What you should do —
Rewrite the paragraph of the article on humanities in medical training that begins "Although most humanities courses" as a short bulleted list, keeping its main facts.

Selected passage —

When medical students aren't dissecting cadavers or studying organic chemistry, they're writing poems and creative essays. That's because medical schools are using humanities classes as part of medical training to improve empathy and communication skills, reports the Wall Street Journal.
Med schools are placing more focus on teaching compassionate care, offering writing workshops and art appreciation programs that help students express feelings about clinical experiences, like the death of a patient.
"Emotional reasoning and clinical empathy isn't about be-nice-to-the-patient. It's about understanding the significance of illness and how it takes place in the context of their life, and any physician or caregiver who doesn't have a sense of that cannot be effective," Felice Aull, founding editor of the literature, arts and medicine database at New York University, told the Journal.
Although most humanities courses are offered as electives, a growing number of U.S. schools are making them mandatory for aspiring doctors. For example, Brown University's medical school requires a two-year reflective writing course for first- and second-year students. According to class instructor Dr. Hedy Wald, the program helps students think critically about diagnoses, cope with uncertainty and deal with ethical dilemmas.
More U.S. schools may begin to require such compassionate-care education, as studies show patients are more satisfied with empathetic doctors and are more likely to follow their instructions, notes the Journal.

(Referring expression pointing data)

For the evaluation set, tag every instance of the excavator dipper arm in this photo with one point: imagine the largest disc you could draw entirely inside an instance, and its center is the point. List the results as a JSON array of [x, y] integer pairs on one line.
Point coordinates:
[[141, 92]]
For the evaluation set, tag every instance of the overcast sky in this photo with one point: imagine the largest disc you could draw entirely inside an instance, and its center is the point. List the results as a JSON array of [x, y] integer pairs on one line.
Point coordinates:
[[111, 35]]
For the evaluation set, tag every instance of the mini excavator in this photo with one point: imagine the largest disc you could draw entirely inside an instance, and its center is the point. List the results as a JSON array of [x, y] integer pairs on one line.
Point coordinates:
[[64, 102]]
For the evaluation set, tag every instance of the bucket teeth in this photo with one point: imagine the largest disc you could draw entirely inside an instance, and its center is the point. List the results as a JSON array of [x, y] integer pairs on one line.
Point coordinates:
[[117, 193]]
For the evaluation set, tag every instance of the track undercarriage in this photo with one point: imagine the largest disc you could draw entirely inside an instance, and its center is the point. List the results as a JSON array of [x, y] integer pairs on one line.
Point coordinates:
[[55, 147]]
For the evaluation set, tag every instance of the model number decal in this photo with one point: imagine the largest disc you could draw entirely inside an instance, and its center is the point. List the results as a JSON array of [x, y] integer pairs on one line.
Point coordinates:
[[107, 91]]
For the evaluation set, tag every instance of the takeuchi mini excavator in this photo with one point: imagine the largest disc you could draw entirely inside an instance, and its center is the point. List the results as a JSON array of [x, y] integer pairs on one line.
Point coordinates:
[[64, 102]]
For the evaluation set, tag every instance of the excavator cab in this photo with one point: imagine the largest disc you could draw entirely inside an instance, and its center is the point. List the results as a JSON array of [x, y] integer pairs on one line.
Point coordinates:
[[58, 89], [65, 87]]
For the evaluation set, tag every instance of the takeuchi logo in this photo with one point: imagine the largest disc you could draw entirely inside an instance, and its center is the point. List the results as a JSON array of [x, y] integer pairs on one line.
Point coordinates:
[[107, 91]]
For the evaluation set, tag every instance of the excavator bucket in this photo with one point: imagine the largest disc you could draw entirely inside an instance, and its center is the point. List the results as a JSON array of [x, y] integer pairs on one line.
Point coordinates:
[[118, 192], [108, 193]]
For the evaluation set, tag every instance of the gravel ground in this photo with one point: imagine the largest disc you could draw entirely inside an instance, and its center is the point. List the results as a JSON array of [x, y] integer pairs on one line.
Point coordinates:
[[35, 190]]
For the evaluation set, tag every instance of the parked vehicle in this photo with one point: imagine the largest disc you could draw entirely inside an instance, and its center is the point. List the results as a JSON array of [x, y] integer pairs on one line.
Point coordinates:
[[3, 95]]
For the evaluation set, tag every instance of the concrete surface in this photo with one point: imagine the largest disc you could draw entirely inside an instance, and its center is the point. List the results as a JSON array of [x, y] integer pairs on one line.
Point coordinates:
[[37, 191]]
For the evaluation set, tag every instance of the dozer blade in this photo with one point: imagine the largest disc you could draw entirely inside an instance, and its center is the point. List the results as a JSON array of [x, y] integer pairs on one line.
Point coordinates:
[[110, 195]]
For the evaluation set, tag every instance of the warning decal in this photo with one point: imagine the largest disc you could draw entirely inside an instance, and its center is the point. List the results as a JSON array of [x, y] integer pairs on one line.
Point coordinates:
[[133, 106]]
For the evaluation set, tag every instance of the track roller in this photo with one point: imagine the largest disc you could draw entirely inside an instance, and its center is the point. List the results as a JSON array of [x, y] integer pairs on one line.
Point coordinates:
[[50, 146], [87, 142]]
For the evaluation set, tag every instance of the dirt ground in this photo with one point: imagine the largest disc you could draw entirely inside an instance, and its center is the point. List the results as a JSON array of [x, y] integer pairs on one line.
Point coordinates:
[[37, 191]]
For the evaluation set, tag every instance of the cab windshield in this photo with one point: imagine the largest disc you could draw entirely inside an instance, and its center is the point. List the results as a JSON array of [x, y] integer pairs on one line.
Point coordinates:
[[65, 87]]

Answer to this exercise —
- Most humanities courses are electives, but a growing number of U.S. schools make them mandatory for aspiring doctors.
- Brown University's medical school requires first- and second-year students to take a two-year reflective writing course.
- Instructor Dr. Hedy Wald says the course helps students think critically about diagnoses, cope with uncertainty and deal with ethical dilemmas.